**WHAT THE TASK REQUIRES**:
Reproduce the data below word for word, keeping every line and number unchanged.

**DATASET EXCERPTS**:
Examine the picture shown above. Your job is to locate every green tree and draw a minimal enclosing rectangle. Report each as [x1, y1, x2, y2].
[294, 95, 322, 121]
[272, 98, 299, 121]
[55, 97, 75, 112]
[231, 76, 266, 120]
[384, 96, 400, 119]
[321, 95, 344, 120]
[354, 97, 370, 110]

**OUTPUT FOR THIS TASK**:
Examine the picture shown above. Your job is to locate every green tree and draw a minimal enclosing rectangle. Report each as [x1, y1, x2, y2].
[294, 95, 322, 121]
[272, 98, 299, 121]
[55, 97, 75, 112]
[231, 76, 266, 120]
[384, 96, 400, 119]
[321, 95, 344, 120]
[354, 97, 370, 110]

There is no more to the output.